* Your goal:
Gather every line of the material below that contains the string "strap", treating uppercase and lowercase letters as distinct.

Start of Supplied information

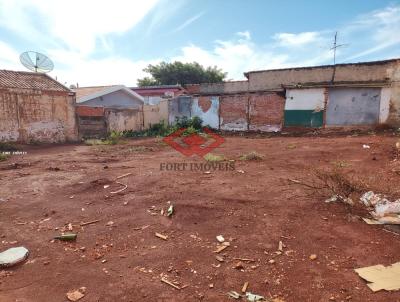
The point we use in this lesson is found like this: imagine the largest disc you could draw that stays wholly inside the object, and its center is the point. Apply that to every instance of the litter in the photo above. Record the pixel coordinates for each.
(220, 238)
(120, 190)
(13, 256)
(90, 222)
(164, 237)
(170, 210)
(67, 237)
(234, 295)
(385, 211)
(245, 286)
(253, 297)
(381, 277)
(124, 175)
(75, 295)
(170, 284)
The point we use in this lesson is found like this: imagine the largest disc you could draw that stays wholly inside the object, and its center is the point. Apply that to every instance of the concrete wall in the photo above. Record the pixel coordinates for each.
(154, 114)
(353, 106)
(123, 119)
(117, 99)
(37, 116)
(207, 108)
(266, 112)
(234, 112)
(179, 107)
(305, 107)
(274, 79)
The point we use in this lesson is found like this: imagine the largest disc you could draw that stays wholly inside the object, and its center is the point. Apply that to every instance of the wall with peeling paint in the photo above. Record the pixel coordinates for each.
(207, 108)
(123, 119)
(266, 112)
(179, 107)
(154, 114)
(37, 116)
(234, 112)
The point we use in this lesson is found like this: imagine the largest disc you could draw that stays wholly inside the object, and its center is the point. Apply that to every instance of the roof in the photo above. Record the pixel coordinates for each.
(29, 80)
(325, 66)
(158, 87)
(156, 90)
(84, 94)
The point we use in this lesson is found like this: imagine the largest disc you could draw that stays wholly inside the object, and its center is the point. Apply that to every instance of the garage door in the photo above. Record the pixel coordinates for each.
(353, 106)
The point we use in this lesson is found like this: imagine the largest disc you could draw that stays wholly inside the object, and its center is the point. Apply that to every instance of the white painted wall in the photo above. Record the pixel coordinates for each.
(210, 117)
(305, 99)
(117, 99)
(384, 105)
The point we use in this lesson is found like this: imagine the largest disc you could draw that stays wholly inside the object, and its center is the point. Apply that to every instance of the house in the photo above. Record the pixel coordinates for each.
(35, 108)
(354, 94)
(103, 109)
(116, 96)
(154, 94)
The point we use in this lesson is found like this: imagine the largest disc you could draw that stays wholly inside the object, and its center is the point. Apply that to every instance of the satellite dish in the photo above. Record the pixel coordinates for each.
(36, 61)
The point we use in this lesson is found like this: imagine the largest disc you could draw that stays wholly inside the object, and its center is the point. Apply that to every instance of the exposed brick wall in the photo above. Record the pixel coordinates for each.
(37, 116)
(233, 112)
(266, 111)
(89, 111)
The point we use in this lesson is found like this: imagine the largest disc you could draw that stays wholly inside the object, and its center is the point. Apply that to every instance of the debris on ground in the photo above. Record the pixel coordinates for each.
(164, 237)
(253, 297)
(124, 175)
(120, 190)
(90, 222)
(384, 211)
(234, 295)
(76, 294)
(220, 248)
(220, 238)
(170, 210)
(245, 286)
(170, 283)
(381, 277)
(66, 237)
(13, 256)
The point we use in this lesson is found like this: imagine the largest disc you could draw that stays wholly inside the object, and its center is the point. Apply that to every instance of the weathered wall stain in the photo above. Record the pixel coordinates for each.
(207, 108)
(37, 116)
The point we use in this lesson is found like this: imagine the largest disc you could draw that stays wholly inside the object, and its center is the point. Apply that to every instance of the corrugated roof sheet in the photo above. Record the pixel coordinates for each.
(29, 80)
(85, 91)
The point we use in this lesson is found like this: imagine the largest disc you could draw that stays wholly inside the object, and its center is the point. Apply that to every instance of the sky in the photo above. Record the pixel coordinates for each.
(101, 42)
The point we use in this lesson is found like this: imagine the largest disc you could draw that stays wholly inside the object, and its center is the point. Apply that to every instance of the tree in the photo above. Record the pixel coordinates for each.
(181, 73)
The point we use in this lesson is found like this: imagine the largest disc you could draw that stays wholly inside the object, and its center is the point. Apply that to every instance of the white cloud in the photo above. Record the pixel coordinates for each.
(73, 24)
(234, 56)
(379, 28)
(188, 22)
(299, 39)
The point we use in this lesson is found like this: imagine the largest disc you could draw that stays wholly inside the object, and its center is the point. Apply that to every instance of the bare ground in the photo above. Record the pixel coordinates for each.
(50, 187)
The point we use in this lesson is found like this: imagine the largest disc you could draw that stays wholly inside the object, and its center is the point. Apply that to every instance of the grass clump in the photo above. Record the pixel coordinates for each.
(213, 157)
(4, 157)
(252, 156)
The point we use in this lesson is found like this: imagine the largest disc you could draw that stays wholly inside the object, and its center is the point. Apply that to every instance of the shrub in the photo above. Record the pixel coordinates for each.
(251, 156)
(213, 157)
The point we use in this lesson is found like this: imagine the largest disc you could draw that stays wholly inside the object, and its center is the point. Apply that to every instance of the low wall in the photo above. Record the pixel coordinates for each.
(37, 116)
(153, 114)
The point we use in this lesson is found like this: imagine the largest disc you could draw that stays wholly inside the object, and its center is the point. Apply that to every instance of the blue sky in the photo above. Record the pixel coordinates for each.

End of Supplied information
Start of Supplied information

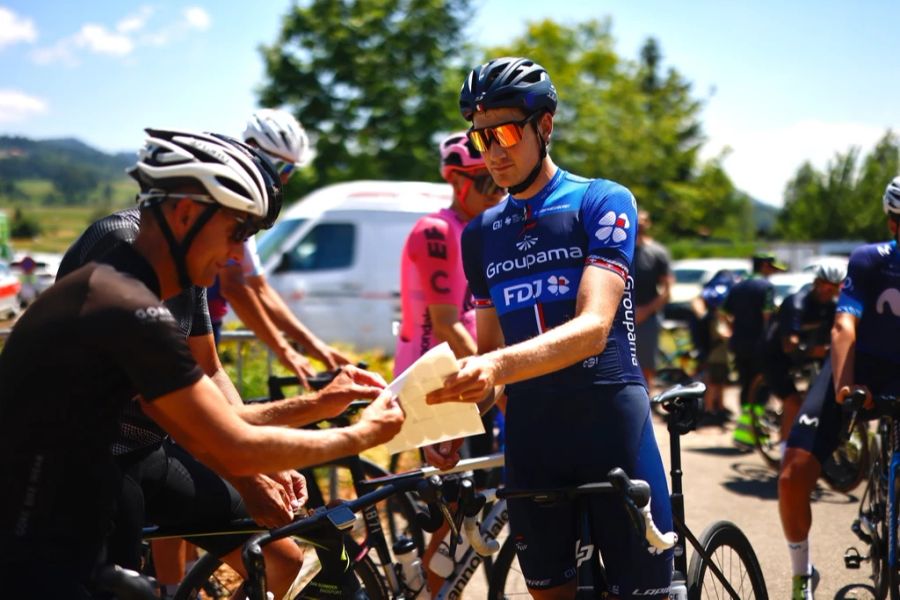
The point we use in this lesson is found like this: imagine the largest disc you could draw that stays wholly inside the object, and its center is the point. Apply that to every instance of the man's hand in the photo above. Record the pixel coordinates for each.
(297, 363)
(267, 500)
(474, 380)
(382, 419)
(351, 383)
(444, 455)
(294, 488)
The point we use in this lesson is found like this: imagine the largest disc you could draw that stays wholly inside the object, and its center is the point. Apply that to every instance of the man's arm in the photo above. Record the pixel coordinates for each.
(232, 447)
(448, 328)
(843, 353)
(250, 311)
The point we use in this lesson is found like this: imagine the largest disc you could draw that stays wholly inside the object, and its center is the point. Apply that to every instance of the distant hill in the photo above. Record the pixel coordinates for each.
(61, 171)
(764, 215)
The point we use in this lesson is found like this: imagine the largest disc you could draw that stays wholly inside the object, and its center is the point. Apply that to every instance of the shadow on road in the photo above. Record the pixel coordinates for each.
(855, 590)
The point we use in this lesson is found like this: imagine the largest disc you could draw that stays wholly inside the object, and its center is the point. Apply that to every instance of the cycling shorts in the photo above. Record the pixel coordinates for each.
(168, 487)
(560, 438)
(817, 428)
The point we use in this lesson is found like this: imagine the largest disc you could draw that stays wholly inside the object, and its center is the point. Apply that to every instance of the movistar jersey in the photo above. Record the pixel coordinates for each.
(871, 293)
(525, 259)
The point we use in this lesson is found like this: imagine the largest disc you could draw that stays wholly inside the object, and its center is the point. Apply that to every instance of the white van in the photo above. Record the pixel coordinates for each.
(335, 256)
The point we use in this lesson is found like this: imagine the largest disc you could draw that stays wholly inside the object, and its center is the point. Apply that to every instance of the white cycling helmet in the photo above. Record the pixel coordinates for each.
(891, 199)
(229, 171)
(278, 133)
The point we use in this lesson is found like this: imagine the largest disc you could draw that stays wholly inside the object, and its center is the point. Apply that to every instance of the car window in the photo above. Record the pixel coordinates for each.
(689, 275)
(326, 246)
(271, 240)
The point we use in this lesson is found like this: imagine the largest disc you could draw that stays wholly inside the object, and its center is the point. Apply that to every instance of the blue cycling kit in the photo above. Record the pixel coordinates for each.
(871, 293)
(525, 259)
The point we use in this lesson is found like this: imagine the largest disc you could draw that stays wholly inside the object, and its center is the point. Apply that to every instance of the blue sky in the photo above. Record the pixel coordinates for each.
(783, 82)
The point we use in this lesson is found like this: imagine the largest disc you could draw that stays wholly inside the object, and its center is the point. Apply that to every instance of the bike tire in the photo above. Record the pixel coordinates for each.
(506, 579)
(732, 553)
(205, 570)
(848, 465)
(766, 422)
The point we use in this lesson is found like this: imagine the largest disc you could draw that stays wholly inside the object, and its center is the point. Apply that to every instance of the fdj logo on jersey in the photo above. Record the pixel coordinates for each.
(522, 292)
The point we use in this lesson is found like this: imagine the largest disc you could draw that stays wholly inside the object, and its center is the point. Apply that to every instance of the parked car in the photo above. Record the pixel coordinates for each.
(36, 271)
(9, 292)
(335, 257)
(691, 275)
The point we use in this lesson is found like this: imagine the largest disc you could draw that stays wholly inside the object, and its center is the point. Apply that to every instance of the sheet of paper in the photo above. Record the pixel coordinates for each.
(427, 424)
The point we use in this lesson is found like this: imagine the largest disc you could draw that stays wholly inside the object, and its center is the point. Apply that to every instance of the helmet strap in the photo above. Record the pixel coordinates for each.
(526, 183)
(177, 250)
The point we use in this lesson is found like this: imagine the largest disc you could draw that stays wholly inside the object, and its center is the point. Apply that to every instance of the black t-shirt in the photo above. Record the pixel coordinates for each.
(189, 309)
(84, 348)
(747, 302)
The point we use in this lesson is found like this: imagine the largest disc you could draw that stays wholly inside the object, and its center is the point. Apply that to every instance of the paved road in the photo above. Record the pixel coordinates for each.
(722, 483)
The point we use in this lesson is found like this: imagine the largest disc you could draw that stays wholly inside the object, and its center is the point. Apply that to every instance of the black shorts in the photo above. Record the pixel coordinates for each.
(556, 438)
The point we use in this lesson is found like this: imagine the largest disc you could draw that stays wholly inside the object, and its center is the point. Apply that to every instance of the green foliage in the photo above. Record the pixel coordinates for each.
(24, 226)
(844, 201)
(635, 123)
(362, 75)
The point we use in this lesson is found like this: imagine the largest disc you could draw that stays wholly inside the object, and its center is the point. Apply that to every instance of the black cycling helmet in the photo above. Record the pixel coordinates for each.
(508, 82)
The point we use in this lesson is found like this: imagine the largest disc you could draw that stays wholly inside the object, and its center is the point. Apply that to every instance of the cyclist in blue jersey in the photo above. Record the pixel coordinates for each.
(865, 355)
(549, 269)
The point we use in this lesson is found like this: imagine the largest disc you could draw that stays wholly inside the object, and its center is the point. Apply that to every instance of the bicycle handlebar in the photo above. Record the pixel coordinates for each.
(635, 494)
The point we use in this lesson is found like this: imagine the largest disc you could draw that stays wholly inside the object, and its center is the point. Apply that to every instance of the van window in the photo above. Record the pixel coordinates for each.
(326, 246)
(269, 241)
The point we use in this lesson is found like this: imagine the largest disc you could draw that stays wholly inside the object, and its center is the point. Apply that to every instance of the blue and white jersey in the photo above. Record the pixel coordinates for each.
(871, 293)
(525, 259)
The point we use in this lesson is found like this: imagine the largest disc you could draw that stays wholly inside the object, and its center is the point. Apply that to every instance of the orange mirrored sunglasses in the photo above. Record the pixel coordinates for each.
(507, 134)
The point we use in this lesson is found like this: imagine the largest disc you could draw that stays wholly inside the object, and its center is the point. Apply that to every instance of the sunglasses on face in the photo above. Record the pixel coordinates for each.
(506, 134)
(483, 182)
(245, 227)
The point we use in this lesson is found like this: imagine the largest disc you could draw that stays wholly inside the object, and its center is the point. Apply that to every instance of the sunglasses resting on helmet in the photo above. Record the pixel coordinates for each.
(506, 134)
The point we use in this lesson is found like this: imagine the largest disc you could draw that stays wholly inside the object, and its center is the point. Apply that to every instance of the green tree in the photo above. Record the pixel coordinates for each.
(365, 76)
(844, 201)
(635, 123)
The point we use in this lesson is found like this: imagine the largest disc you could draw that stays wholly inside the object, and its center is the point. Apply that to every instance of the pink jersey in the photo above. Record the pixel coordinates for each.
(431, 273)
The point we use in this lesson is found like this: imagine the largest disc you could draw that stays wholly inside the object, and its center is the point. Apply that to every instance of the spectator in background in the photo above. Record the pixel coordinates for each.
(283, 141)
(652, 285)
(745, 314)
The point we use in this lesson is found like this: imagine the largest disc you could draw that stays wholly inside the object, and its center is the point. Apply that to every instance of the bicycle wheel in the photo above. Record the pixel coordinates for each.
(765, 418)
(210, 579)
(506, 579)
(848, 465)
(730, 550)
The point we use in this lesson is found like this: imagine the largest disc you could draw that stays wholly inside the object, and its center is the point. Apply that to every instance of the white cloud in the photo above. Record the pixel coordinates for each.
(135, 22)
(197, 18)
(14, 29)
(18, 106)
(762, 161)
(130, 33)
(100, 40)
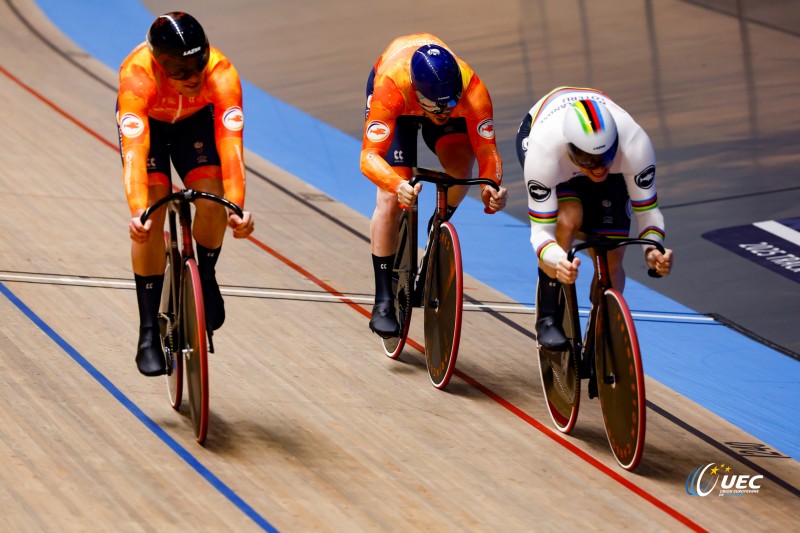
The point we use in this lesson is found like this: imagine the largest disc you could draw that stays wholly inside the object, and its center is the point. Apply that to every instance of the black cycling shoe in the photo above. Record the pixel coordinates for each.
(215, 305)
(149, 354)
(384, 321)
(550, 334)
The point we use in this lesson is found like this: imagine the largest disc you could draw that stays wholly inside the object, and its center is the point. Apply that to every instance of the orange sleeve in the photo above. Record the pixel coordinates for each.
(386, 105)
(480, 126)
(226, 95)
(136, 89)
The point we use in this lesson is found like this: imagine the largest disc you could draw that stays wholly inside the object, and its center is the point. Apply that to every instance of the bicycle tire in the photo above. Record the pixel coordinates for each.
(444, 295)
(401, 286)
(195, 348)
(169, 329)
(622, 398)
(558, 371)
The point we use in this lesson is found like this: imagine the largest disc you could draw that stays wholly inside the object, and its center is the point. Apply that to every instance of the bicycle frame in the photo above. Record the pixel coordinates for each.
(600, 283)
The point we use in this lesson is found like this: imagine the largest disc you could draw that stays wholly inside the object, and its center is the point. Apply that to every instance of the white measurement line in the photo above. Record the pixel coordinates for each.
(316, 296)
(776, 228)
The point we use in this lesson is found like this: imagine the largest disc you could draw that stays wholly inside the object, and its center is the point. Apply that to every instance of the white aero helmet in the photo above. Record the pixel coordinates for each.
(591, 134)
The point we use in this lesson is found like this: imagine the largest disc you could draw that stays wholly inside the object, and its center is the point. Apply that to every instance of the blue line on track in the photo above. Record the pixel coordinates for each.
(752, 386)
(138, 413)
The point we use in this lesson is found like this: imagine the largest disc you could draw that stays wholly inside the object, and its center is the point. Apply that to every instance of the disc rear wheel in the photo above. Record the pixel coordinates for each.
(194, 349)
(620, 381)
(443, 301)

End of Supplied information

* Expected output:
The point we use in this lesson is found like this: imagine the largest disc you could draw that stays wholly inside the object, and its center is the point. Apply that to every instance of the helmet strap in the photo above. Record the pixel coordinates for each.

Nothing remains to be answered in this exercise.